**WHAT IS BEING ASKED**
Where does the word "after" occur in the data below? Copy each line that holds it.

• • • •

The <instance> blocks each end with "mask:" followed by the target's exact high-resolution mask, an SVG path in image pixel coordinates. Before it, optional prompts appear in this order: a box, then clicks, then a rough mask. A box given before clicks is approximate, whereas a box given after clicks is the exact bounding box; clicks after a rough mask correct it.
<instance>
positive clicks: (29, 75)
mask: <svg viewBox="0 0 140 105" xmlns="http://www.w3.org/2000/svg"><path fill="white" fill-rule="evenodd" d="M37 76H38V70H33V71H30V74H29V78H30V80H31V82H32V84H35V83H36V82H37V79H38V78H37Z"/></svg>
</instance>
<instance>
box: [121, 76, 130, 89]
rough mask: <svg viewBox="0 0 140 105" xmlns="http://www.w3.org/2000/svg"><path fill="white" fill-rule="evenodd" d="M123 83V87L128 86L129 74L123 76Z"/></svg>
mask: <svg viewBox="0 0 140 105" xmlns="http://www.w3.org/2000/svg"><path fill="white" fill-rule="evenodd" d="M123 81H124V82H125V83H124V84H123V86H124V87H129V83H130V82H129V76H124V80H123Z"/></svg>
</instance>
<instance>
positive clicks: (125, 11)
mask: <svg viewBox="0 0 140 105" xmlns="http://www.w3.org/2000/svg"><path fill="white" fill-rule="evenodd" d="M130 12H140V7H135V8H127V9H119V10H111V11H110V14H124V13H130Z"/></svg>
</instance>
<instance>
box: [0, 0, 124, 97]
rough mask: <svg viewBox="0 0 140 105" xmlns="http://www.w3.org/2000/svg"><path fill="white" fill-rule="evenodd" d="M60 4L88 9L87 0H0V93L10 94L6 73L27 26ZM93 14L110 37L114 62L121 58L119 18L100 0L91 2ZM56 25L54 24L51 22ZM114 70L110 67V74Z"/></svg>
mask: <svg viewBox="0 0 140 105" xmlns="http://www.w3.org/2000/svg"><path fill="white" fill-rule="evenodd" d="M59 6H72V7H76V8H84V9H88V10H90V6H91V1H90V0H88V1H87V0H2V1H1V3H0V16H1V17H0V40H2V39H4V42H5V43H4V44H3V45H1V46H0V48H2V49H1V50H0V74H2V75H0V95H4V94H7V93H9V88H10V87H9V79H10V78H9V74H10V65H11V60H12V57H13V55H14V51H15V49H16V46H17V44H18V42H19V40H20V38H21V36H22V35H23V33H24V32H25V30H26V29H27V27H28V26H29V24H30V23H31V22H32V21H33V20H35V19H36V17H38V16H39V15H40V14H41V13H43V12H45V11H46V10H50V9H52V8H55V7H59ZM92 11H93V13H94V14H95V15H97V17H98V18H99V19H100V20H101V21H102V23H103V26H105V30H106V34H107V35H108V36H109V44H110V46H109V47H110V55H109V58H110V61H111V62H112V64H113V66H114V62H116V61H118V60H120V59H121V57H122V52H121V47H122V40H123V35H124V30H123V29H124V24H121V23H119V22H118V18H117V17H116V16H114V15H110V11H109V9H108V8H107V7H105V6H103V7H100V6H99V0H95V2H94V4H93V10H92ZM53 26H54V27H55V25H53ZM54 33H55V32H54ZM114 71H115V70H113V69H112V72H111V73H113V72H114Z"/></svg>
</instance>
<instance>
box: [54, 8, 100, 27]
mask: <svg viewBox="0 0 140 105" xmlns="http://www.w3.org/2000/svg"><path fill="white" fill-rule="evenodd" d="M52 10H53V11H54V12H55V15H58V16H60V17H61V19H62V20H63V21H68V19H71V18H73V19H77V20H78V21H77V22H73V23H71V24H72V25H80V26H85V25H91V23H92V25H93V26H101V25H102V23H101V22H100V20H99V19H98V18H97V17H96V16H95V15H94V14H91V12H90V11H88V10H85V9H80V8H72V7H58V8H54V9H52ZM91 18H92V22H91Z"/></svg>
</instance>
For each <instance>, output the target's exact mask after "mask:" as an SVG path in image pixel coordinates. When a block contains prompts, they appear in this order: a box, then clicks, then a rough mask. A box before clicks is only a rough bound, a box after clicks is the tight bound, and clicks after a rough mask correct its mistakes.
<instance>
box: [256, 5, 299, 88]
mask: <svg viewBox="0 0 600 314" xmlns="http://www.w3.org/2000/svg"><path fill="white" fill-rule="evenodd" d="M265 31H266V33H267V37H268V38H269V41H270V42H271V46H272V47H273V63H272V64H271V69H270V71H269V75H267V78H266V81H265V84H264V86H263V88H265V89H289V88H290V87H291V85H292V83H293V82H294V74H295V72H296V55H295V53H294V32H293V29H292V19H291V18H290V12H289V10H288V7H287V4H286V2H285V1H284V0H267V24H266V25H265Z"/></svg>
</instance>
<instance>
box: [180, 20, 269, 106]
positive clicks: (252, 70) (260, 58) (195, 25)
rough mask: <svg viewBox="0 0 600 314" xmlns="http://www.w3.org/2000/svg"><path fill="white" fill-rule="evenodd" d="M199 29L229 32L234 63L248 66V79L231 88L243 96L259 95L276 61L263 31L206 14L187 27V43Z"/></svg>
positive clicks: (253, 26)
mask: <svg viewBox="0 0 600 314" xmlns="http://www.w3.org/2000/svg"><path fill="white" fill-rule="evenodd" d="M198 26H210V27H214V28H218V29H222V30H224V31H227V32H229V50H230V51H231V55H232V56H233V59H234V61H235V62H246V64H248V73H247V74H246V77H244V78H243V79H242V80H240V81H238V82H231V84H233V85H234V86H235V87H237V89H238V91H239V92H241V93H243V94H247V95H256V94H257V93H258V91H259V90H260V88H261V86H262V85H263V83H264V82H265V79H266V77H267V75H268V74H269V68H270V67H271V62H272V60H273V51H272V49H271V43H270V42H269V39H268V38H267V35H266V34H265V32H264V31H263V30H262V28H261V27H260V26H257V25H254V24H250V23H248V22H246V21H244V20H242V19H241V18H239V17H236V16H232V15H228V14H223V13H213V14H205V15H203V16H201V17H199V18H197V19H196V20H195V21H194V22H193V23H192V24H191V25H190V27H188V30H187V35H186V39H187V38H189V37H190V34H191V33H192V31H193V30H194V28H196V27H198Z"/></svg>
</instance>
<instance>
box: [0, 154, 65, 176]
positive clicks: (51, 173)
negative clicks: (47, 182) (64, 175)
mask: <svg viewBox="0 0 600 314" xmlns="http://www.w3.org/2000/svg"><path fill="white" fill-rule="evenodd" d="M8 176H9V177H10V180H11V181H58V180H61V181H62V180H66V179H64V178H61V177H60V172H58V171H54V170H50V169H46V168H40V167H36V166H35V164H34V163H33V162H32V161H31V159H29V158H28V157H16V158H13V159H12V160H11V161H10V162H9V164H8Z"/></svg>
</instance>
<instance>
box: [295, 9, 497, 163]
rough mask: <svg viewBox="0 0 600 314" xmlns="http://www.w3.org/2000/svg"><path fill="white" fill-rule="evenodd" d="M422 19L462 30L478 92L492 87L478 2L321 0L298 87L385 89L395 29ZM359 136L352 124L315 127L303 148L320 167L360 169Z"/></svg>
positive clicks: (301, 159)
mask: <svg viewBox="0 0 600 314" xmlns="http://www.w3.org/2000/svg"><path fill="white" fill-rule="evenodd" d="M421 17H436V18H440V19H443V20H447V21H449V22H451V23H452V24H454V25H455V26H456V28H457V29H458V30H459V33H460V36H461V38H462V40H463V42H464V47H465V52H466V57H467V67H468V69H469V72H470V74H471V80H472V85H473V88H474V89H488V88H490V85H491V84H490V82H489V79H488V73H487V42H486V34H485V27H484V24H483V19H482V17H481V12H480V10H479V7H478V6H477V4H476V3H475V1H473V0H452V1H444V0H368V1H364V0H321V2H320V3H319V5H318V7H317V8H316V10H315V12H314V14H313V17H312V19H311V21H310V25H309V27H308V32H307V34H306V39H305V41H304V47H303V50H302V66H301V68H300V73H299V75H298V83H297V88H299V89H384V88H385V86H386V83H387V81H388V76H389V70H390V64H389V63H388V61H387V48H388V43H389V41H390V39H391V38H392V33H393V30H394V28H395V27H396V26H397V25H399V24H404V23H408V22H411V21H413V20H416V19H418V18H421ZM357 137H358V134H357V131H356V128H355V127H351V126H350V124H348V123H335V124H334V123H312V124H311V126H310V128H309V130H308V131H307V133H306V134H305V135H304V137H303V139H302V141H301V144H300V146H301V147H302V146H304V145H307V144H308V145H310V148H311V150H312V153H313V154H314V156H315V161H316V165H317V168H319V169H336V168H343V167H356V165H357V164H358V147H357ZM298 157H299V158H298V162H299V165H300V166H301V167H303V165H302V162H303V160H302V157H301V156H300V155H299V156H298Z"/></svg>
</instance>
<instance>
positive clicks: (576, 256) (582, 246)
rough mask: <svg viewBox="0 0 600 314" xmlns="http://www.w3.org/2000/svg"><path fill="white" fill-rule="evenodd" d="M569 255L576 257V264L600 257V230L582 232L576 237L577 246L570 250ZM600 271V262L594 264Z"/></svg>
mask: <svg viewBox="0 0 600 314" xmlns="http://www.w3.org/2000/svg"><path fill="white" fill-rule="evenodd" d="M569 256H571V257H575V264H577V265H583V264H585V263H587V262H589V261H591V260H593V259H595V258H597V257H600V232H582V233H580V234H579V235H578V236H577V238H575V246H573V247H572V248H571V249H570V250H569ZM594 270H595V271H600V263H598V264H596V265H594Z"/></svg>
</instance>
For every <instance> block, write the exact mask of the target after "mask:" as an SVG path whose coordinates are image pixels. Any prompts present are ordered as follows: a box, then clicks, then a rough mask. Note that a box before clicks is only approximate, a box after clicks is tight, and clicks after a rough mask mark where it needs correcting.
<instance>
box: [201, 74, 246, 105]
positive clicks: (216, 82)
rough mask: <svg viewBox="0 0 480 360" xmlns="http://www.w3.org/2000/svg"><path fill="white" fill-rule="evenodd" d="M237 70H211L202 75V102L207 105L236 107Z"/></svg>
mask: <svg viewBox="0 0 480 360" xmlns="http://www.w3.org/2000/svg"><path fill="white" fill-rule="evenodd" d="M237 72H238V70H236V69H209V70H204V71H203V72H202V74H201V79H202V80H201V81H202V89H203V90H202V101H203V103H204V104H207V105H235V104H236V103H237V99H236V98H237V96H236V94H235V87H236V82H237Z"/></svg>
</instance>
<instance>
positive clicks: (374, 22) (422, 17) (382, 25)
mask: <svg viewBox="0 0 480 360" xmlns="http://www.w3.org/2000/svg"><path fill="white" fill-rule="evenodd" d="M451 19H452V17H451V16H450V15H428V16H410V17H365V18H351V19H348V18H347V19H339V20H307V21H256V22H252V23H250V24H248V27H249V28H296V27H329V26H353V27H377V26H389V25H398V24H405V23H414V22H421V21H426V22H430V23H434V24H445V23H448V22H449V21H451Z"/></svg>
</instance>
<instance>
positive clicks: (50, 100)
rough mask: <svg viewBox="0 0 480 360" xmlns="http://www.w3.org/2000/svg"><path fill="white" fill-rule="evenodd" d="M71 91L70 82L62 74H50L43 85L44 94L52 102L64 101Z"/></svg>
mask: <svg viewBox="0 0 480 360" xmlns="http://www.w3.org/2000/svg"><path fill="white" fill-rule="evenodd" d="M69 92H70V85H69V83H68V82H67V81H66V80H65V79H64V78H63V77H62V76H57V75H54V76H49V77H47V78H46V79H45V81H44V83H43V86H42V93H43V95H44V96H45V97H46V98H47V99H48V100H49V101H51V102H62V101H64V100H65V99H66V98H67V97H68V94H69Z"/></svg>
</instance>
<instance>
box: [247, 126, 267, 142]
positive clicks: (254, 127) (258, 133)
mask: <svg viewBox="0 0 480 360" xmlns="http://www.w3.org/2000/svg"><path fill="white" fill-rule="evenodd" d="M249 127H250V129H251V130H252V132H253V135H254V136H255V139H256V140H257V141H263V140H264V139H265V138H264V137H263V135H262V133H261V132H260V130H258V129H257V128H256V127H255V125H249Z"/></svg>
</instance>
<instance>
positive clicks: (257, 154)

• • • •

**RESPONSE FOR THIS EXERCISE**
The <instance> blocks each end with "mask:" followed by the target's exact high-resolution mask, an SVG path in image pixel coordinates. Before it, optional prompts appear in this order: a box, then clicks, then a rough mask. A box given before clicks is approximate, whereas a box given after clicks is the exact bounding box; clicks after a rough mask correct it.
For each <instance>, output the target's exact mask after "mask:" as an SVG path in image pixel coordinates. When a block contains prompts, they appear in this order: a box, then clicks, then a rough mask. A box before clicks is only a rough bound, a box after clicks is the tight bound, and clicks after a rough mask correct its mistakes.
For every <instance> block, write the exact mask of the target after "mask:" as an SVG path whose coordinates are image pixels. Any prompts present are ordered as follows: a box, then clicks, then a rough mask. Note that a box before clicks is only approximate, a box after clicks is tight, and clicks after a rough mask mark where it needs correcting.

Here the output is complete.